• _Task prompt_
Give the lines again exactly as they appear, beginning at the one with "Return the mask" and ending at the last line of the records.

• _Data in this exercise_
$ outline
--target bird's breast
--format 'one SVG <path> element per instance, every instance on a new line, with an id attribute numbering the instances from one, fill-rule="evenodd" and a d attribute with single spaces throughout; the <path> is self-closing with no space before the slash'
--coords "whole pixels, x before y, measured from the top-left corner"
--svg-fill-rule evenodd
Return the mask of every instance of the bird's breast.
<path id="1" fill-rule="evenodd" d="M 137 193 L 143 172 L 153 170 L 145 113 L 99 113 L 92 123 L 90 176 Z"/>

• _Output below_
Return the mask of every instance of the bird's breast.
<path id="1" fill-rule="evenodd" d="M 137 193 L 143 172 L 153 170 L 145 113 L 99 113 L 92 123 L 90 176 Z"/>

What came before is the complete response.